Write out the lines of the entries below word for word, beginning with the line that contains "of the walkway" and continuing through the line that contains "Target: walkway along river". Include both of those lines and nothing else.

**Data listing**

□ □ □ □

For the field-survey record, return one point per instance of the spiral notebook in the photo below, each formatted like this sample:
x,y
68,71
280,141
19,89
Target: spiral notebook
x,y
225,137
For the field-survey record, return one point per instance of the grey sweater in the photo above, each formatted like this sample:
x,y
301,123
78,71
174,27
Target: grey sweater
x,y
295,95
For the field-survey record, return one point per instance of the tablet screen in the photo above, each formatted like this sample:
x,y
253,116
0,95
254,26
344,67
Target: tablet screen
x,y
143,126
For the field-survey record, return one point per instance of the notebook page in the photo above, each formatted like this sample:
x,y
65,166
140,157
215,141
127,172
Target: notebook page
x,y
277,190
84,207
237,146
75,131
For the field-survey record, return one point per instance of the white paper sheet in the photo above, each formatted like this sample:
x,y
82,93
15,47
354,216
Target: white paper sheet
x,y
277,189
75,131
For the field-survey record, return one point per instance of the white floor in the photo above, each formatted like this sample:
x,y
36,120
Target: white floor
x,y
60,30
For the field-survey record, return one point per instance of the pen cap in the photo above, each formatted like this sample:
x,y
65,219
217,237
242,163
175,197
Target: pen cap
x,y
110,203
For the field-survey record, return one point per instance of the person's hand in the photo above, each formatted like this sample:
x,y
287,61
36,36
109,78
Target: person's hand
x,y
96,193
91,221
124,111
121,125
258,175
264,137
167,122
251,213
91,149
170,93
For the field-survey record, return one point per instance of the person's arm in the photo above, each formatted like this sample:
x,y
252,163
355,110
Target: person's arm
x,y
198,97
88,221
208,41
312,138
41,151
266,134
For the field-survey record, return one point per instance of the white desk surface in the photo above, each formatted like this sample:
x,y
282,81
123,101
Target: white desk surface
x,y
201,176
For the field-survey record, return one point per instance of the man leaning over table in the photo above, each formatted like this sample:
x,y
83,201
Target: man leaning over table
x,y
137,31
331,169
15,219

□ □ □ □

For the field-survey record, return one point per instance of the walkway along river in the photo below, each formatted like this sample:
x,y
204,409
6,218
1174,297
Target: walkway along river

□ □ □ □

**Written reply**
For the field-survey record, return one point per instance of the walkway along river in the photo below, each formatted like this sample:
x,y
204,409
6,218
1174,297
Target: walkway along river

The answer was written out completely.